### [Aim]
Can you reproduce the data below with "lesson" replaced by "exercise" throughout and every other word left as it is? Leave the pictures out of your answer.

Object point labels:

# # # #

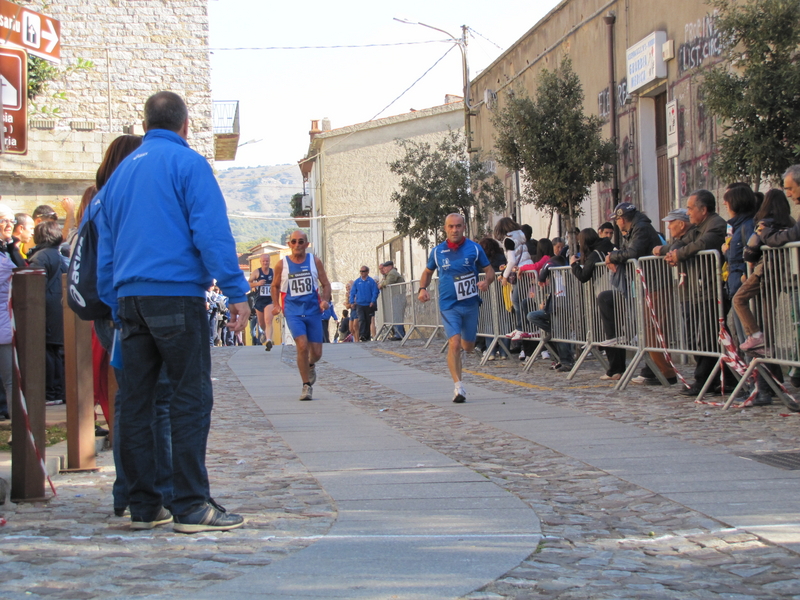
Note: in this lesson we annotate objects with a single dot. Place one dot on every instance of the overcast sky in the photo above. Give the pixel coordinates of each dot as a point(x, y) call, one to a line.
point(280, 91)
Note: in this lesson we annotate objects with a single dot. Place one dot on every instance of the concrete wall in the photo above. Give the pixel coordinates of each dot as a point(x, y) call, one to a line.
point(576, 28)
point(138, 48)
point(352, 186)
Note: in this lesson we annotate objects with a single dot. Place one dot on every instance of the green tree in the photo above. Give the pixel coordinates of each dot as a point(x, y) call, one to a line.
point(436, 180)
point(555, 146)
point(755, 92)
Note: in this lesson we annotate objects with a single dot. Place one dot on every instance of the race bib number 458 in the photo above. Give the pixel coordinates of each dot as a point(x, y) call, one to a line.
point(300, 284)
point(466, 286)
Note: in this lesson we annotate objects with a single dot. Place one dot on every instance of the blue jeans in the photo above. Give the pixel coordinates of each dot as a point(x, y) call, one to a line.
point(541, 319)
point(165, 332)
point(105, 334)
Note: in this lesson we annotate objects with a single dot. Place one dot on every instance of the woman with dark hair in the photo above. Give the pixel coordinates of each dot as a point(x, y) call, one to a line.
point(593, 251)
point(741, 203)
point(510, 235)
point(544, 253)
point(119, 149)
point(776, 211)
point(47, 237)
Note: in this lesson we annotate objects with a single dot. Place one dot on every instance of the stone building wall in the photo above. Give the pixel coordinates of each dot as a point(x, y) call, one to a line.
point(138, 48)
point(352, 187)
point(576, 28)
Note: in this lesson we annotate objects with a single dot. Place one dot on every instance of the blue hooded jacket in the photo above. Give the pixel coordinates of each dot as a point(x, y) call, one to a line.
point(163, 226)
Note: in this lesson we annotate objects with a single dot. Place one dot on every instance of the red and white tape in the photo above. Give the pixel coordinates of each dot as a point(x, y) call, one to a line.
point(23, 402)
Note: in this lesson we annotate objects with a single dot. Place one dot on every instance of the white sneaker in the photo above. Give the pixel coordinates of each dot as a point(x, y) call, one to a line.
point(459, 395)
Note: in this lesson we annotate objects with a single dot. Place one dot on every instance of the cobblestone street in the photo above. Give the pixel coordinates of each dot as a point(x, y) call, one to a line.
point(603, 537)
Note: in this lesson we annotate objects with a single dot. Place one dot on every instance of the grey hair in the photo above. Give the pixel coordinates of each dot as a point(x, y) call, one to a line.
point(793, 172)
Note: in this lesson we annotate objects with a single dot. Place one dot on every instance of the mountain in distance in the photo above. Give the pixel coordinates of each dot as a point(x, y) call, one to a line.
point(264, 191)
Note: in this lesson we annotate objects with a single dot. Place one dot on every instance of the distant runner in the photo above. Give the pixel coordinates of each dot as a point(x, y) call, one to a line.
point(295, 287)
point(459, 262)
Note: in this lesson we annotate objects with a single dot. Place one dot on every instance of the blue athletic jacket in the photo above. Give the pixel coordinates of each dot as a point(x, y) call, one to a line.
point(163, 226)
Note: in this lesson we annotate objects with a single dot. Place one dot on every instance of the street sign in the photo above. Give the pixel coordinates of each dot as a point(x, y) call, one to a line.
point(672, 129)
point(23, 28)
point(14, 82)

# # # #

### [Response]
Note: in this exercise we annotate objects with a single dot. Place one dot on every instance of the overcast sky in the photo above. Give the pixel coordinates of each dot as a point(x, y) call, one to a line.
point(280, 91)
Note: in this exercise we annotate objects with a single dot. Place one dot on every instance of the concrete wall in the photo above. Give the pixel coordinates of each dot as a point(x, y) call, one to a line.
point(576, 28)
point(138, 48)
point(352, 186)
Note: in this exercise we annotate objects with a single dot. Place one dot on every instance of the green tree in the photo above. Give the pixel coordinates of each dot as a point(x, y) call, one to a line.
point(436, 180)
point(555, 146)
point(755, 92)
Note: in this exercise we annotate objects with a single dot. Place one dot on every instance of the race bib number 458 in the photo above. Give the pixel coordinates of each dot as a point(x, y) call, one to a line.
point(300, 284)
point(466, 286)
Note: in this exercise we annotate objects with a single dot. Place one dot on every instance of the blue jeans in the photo above. Give the pixel coordinates of each dot as a point(x, y) call, one to a line.
point(541, 319)
point(165, 332)
point(105, 334)
Note: in this exercise we annotate objects with a single dot. Place one dot on every instance of the woman with dark hair in the photo above. Give the pixel coordinates of each dot as a point(x, y) call, one to a line.
point(593, 251)
point(741, 203)
point(510, 235)
point(544, 253)
point(119, 149)
point(776, 211)
point(47, 237)
Note: in this exercise we annotate objects with a single dot. Place one dot on every instance of the stone building wall in the photo above. Give the pixel coordinates of each dot as a point(x, y) call, one to a line.
point(138, 48)
point(352, 187)
point(576, 28)
Note: in this exercise we annotate objects with a single dot. Place one dot on every instance of the blue hooded jacket in the photo above. Give the pixel coordinates of each dot as a point(x, y) call, one to a line.
point(163, 226)
Note: in this exercise we annotate objects with a single dot. Place one dot on every instance of the red and white tape in the photo above. Give the pixel coordinates of each dot as a point(x, y) call, one to a line.
point(23, 402)
Note: in this exercise we annotate objects with a single dot. Place one dot on every instance of the white sneaker in the photo above. Give the pixel coordinates of each dot as a point(x, y) call, one to a line.
point(459, 395)
Note: in this exercise we annotate objects with a single dot. Place one dot on every instance of the cobblestone street in the photo above. Give the pixel coordinates of each dot as a point(x, y) call, one to a line.
point(603, 537)
Note: in this exercise we annotate objects with a single dot. Place one dot on every instance of the grey hair in the photo above. Give the pixel coordinates of each dot as a point(x, y) call, one to a line.
point(793, 172)
Note: in this exercise we annotate objects with a single dot. Place one dot on every instance of the mountain in distance in the photo above. Give the pixel coordinates of each dot as a point(x, y) call, one to a line.
point(264, 191)
Note: in this exercise we annotate objects with a single dot. Place one dot on every instance of the distant runner in the photo above. Give the pixel coordinates of each dot as a point(x, y) call, one to a line.
point(295, 287)
point(459, 262)
Note: in this exercise we annotate objects with a single dot. Place one dot on every instance of the blue athletic jacket in the photo above. Give the pixel coordinates of each dot as a point(x, y) call, one to a line.
point(163, 226)
Note: in this exercise we annotate objects with a single dot. Place one dot on every instance of the street sign in the photo above. Give the pixel coordinates of each dot as a point(x, y) call, one to a line.
point(672, 129)
point(23, 28)
point(14, 82)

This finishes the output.